From the entries that follow, pick out all lines holding "abdomen".

━━━━

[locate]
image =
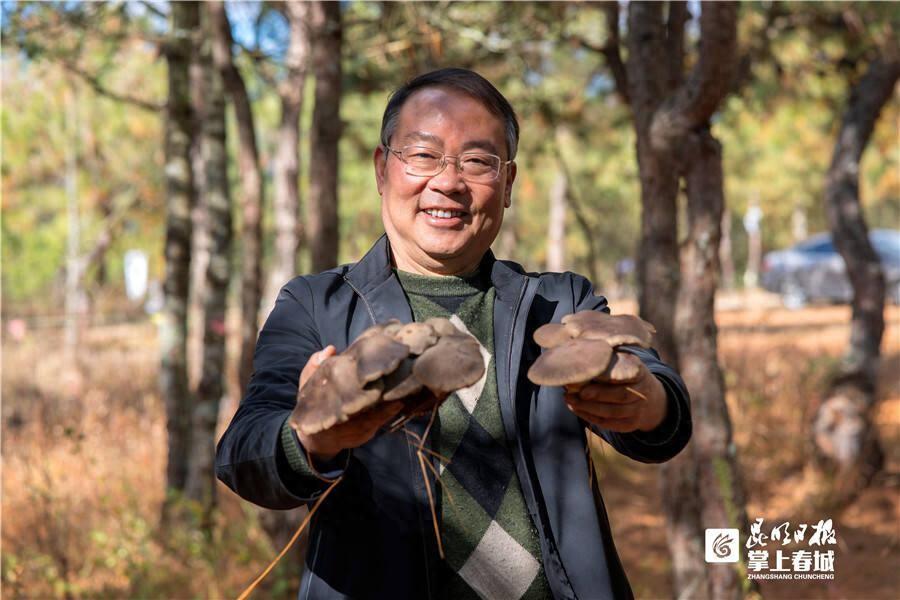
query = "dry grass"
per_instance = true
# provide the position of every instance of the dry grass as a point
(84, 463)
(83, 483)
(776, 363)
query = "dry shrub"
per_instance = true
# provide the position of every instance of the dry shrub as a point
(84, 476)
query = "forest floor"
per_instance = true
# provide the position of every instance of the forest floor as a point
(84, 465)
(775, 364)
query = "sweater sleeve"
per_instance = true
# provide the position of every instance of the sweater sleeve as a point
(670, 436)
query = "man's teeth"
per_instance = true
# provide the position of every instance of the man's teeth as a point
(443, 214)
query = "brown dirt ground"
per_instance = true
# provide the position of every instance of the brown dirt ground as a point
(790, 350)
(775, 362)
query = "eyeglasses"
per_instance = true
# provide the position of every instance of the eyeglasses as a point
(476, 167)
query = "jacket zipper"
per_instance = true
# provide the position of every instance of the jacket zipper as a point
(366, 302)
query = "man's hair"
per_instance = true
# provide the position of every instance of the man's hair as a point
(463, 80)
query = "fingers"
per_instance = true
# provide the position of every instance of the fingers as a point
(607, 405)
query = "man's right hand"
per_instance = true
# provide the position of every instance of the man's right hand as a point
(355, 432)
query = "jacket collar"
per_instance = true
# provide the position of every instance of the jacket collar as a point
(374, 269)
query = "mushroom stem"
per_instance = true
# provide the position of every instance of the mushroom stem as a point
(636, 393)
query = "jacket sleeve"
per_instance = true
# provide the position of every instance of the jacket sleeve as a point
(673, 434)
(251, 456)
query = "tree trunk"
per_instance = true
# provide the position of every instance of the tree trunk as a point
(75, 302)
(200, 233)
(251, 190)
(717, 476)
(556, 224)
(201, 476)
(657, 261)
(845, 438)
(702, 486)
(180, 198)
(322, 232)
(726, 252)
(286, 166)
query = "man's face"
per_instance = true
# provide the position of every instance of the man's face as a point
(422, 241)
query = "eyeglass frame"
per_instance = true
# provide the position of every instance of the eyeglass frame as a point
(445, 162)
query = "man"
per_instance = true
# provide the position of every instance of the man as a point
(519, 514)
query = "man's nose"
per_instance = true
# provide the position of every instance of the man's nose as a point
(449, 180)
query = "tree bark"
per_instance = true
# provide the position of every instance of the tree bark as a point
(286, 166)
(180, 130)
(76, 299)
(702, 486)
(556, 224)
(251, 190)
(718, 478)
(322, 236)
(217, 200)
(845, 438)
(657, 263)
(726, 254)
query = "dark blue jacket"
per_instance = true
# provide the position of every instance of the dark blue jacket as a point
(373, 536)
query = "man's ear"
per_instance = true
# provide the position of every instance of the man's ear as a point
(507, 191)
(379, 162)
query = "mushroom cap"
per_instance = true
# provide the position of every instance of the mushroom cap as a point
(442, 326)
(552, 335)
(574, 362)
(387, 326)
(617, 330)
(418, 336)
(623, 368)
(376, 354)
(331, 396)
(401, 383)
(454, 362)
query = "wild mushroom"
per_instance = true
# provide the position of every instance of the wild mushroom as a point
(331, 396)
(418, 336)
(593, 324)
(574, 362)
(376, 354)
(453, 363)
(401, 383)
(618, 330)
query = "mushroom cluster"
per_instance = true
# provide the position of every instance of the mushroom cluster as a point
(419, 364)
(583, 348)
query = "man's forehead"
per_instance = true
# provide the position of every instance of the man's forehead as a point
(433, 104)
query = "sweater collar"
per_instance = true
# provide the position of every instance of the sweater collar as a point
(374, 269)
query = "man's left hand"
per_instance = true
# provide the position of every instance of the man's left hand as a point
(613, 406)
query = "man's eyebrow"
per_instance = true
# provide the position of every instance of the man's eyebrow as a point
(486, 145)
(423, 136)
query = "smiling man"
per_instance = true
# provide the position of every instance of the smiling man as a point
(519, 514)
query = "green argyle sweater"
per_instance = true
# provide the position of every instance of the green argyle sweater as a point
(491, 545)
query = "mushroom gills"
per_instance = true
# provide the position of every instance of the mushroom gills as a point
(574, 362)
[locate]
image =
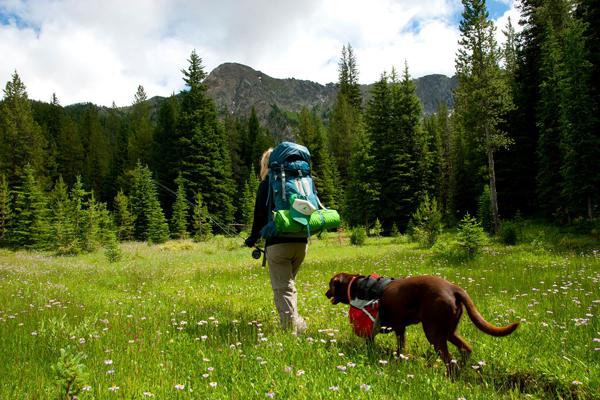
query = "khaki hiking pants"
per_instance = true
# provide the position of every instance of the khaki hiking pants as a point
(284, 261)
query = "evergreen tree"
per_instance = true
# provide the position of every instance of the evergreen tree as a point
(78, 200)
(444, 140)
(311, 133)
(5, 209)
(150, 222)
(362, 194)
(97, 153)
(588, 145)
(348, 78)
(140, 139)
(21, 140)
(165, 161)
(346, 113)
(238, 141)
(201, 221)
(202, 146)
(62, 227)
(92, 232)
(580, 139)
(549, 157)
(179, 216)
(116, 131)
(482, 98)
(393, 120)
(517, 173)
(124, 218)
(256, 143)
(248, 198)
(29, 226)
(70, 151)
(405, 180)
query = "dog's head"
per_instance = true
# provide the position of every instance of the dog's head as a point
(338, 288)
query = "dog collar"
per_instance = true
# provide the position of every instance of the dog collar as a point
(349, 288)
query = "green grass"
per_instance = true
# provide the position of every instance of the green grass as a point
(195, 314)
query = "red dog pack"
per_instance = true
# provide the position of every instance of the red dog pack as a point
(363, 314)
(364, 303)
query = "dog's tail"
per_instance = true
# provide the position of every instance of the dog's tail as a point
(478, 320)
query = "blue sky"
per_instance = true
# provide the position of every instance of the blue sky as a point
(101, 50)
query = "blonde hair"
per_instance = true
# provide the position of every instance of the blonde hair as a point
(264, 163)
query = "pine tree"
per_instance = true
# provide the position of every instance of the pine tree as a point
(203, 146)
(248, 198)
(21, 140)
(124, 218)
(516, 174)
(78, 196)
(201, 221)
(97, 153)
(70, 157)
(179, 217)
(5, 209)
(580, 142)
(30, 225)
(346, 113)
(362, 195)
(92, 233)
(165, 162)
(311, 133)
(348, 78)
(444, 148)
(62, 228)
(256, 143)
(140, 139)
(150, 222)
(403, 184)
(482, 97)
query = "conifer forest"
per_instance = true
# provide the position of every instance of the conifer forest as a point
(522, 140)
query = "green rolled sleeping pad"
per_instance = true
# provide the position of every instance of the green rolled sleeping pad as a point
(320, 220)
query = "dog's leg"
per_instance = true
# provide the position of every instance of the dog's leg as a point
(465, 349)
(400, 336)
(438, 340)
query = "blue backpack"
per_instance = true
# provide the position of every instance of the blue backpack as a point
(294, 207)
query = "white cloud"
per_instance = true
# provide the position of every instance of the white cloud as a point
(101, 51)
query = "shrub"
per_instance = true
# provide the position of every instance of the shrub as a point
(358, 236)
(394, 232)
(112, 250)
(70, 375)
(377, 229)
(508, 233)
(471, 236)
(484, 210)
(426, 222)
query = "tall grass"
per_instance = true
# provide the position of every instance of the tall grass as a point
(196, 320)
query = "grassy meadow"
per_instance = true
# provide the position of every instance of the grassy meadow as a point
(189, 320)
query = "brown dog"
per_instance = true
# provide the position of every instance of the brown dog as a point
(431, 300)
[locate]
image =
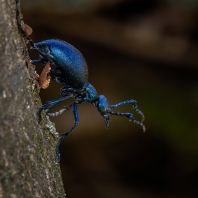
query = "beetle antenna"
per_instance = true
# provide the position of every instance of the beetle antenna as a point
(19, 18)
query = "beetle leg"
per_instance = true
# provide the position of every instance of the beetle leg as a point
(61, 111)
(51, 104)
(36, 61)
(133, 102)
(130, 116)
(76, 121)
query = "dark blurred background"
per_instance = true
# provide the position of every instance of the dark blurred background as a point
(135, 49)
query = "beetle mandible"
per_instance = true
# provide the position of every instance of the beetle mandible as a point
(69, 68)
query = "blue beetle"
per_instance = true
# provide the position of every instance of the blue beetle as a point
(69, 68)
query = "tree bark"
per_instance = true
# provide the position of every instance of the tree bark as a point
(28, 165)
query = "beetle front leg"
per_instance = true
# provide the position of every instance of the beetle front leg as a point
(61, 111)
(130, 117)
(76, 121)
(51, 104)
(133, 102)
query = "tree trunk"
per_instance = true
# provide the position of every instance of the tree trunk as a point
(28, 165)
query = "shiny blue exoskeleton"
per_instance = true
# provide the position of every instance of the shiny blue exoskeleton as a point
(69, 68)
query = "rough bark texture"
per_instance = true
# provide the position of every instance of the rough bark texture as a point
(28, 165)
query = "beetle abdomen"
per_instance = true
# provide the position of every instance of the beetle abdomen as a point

━━━━

■ Response box ■
query = "beetle abdomen"
# provide the position of every instance of the beetle abdomen as a point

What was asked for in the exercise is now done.